Quanto invece alle “tecniche di comunicazione”, questo passaggio secondo ICOM è un vulnus ancor più grave rispetto a quello sulla didattica, specie se posto in relazione alle “persone diversamente abili” (sic). “Il lessico utilizzato”, spiega ICOM, “non tiene in considerazione sia i documenti dell’Organizzazione Mondale della Sanità (OMS) che la Convenzione delle Nazioni Unite sui diritti delle persone con disabilità (3 dicembre 2006), entrata in vigore come Legge dello Stato (3 marzo 2009, n. 18); tali persone sono inoltre indicate genericamente, senza considerare l’ampio e il diversificato spettro che ne caratterizza la singolarità. Ugualmente grave è ritenere che la frequentazione dei corsi di 650 ore previsti possa abilitare la guida turistica a possedere ed esercitare ’specifiche tecniche di comunicazione’. Si fa presente che le ’tecniche di comunicazione’ sono solo strumentali per costruire una relazione significativa con tali destinatari: essa richiede conoscenze, competenze e comportamenti, ed è l’esito di percorsi formativi specialistici, di aggiornamento, di studio e ricerca, di pratica progettuale all’interno della realtà complessa dell’accessibilità e dell’inclusione, anch’essi di pertinenza delle educatrici e degli educatori sia museali sia del patrimonio culturale. A titolo di esempio, tra le ’tecniche di comunicazione’ necessarie per relazionarsi a persone con disabilità c’è la LIS Lingua dei Segni Italiana. Tale lingua, riconosciuta in Italia lo scorso 19 maggio 2021, richiede uno studio lungo (4 + 2 anni) complesso e articolato che deve essere necessariamente alimentato da una continua frequentazione della comunità sorda. L’art. 34-ter del cosiddetto Decreto Sostegni sancisce che lo Stato italiano ’riconosce, promuove e tutela la lingua dei segni italiana (LIS) e la lingua dei segni italiana tattile (LIST)’; considera le figure dell’interprete in LIS e dell’interprete in LIST ’quali professionisti specializzati nella traduzione e interpretazione rispettivamente della LIS e della LIST, nonché nel garantire l’interazione linguistico-comunicativa tra soggetti che non ne condividono la conoscenza’. Infine, il 6 aprile 2022 la Gazzetta Ufficiale ha pubblicato il Decreto (10 gennaio 2022) che istituisce il Corso di Laurea triennale sperimentale ad orientamento professionale in interprete LIS e LIST”.

--*--

▸ COMPITO:
Rispondi, per favore, a queste domande sul testo con le critiche di ICOM:
(a) In quale data la LIS è stata riconosciuta in Italia?
(b) Di quante ore sono i corsi previsti?
(c) Quale articolo del Decreto Sostegni riconosce la LIS e la LIST?

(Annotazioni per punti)
--*--

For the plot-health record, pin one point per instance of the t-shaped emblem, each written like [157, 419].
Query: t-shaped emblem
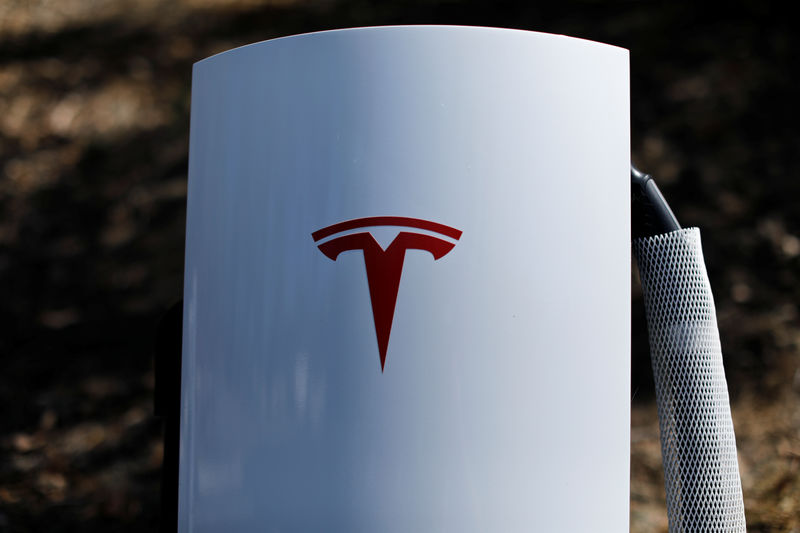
[384, 267]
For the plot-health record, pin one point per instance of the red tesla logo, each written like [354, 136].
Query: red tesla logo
[384, 267]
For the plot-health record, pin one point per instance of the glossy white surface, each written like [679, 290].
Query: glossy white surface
[504, 404]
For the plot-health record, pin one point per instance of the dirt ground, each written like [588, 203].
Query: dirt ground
[94, 103]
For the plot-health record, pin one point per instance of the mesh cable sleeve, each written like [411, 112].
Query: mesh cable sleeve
[698, 446]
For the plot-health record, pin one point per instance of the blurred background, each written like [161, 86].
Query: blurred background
[94, 125]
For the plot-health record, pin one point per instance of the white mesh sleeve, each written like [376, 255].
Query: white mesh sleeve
[701, 473]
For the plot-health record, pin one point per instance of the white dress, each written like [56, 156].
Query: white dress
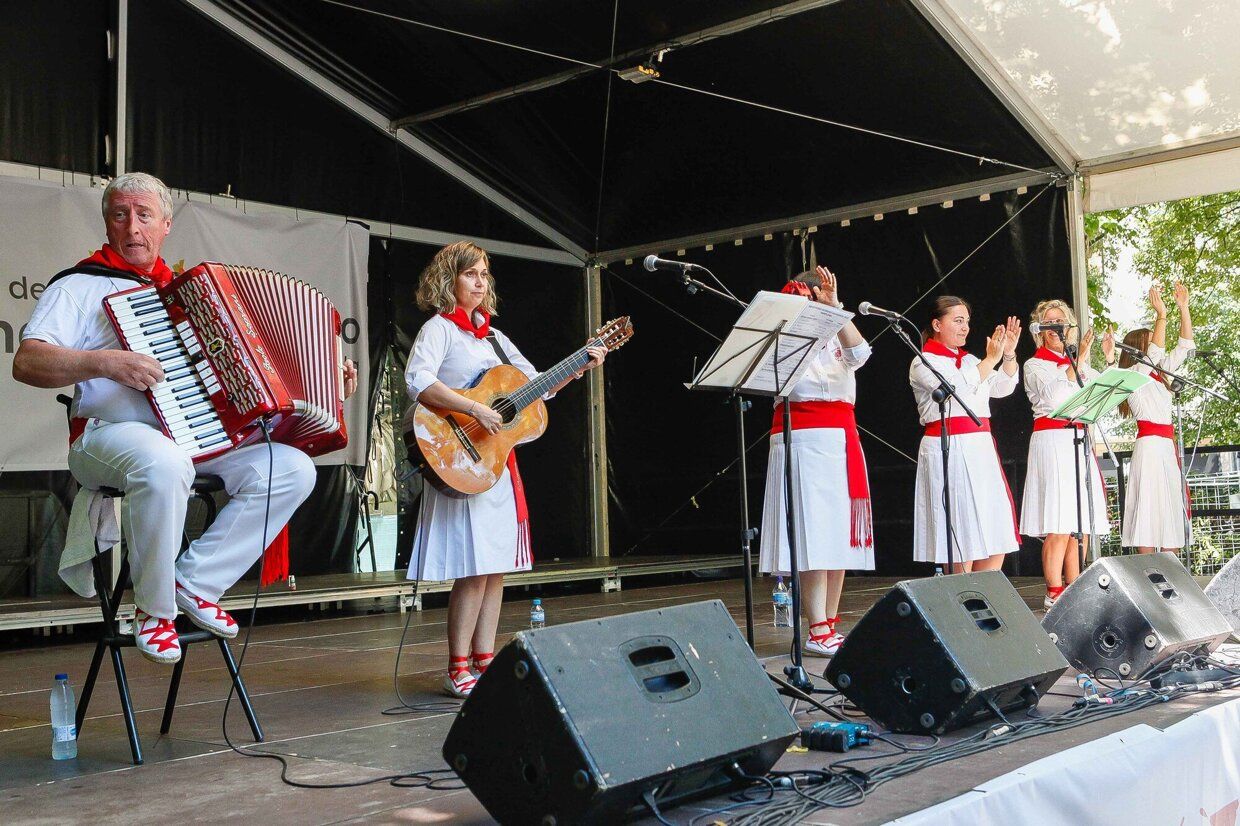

--*--

▸ SOLUZIONE SCRITTA:
(a) Il 19 maggio 2021.
(b) 650 ore.
(c) L'art. 34-ter.